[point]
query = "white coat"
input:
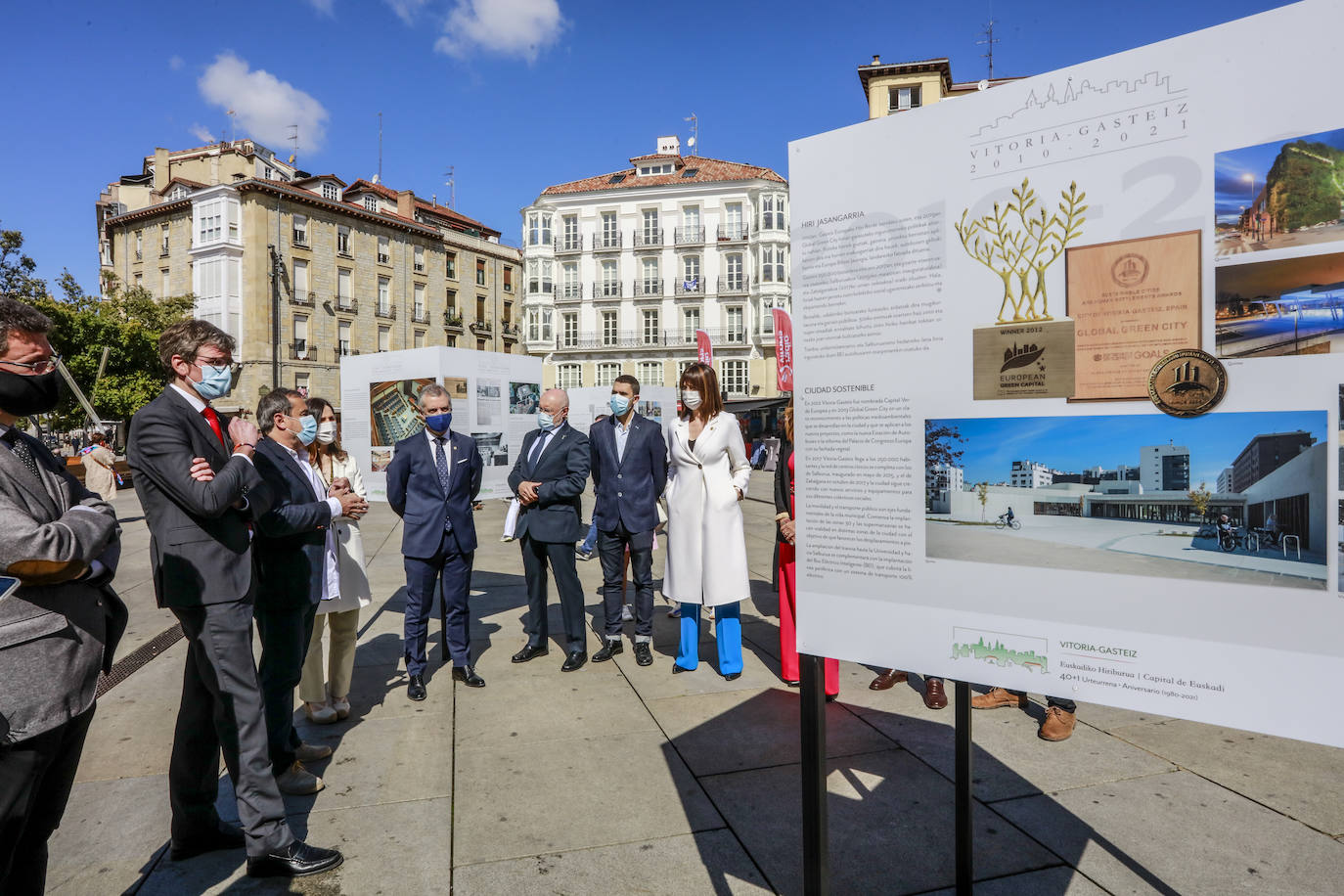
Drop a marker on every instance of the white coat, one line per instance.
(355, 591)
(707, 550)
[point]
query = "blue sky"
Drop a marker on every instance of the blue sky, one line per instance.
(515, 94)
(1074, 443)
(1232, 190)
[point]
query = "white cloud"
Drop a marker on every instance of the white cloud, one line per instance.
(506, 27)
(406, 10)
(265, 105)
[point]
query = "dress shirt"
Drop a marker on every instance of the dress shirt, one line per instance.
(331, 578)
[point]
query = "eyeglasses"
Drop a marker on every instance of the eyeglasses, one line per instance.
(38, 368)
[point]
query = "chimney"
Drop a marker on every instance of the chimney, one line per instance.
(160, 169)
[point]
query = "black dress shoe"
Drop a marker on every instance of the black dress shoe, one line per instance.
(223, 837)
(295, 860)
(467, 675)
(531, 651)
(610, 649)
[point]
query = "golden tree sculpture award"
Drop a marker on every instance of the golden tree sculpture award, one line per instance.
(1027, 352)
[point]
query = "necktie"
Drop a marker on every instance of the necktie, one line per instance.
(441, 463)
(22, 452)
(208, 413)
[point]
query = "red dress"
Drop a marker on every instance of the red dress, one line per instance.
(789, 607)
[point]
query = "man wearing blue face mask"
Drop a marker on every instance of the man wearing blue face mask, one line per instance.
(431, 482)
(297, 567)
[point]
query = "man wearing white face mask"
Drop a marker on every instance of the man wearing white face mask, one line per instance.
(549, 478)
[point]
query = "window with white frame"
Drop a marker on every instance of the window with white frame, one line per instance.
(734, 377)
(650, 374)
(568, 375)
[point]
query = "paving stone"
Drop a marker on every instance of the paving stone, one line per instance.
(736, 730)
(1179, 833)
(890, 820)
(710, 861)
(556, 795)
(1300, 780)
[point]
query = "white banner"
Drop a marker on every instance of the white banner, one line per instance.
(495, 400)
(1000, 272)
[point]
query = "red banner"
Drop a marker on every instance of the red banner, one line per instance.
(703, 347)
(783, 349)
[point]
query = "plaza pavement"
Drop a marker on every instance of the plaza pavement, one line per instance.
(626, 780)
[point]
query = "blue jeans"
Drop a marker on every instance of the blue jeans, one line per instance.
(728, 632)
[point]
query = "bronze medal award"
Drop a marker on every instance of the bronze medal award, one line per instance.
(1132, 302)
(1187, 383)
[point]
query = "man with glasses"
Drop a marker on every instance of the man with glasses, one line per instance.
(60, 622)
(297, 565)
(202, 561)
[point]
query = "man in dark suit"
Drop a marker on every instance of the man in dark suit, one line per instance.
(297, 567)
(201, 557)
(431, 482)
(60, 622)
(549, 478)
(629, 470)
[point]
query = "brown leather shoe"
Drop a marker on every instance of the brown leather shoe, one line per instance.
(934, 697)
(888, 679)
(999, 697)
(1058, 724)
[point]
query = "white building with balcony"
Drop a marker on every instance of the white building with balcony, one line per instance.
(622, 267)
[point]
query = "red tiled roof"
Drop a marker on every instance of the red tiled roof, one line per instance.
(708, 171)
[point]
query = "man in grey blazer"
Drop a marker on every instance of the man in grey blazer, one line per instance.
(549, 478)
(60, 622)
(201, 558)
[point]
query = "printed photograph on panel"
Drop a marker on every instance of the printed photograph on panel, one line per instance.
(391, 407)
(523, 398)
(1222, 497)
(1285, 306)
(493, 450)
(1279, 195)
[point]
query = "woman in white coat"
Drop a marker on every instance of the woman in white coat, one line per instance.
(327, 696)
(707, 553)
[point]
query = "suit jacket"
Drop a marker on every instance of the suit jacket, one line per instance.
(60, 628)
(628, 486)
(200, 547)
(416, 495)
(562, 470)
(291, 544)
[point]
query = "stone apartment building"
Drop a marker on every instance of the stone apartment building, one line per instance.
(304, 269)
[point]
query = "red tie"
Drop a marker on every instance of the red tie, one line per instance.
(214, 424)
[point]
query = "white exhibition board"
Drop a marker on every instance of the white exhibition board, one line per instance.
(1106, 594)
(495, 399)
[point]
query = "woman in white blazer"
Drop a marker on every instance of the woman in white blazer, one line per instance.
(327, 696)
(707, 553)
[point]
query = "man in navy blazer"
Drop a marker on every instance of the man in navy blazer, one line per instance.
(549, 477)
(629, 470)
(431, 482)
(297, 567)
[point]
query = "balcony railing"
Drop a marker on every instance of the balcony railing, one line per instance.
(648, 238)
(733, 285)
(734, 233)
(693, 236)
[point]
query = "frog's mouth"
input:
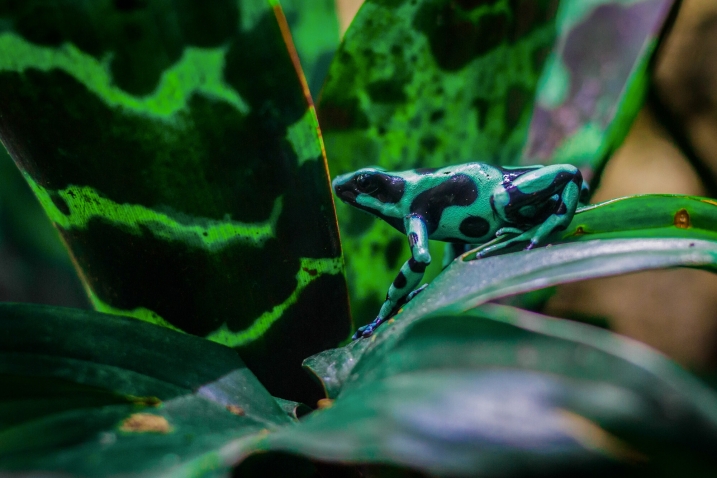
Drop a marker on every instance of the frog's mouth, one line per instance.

************

→ **Work order**: From the entries above, copy each line holding "mouth".

→ **Written answer**:
query = "frog's mouth"
Drop a marker on every instance of the frog's mouth, one line per instance.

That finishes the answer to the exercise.